**YOUR OBJECTIVE**
Could you copy the records below verbatim, from the first line through the line holding "x=576 y=167", with both ends included?

**DATA FOR PROCESSING**
## Begin
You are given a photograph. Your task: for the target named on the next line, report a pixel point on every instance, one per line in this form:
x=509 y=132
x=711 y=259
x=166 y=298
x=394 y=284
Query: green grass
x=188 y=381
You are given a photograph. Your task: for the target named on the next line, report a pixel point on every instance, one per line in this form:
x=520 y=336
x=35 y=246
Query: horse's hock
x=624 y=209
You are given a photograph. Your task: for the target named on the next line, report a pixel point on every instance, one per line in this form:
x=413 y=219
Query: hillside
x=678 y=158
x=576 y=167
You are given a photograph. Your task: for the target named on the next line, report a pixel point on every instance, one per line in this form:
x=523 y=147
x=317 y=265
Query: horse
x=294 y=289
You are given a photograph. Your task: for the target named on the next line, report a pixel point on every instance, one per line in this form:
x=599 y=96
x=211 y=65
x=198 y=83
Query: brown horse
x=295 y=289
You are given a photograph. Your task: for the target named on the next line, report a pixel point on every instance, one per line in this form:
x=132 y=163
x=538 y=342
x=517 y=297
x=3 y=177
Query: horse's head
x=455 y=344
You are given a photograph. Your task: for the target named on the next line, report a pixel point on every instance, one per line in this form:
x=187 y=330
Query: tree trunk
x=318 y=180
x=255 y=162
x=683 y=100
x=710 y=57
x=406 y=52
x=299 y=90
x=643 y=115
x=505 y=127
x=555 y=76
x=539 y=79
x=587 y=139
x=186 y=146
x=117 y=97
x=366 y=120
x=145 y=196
## End
**SOLUTION FOR THIS TASK**
You are given a photograph. Your task: for the target named on the next line, report a pixel point on every instance, one per line in this form:
x=509 y=132
x=711 y=259
x=166 y=298
x=394 y=284
Query: green grass
x=188 y=381
You are given a photograph. Your task: for the target named on the next line, report a pixel point on every instance, one per line in this form:
x=520 y=336
x=35 y=246
Query: horse's hock
x=624 y=209
You are given a photograph. Your task: for the target named on the next line, report a pixel point on every instance, one per line in this form:
x=413 y=219
Query: hillside
x=678 y=158
x=576 y=167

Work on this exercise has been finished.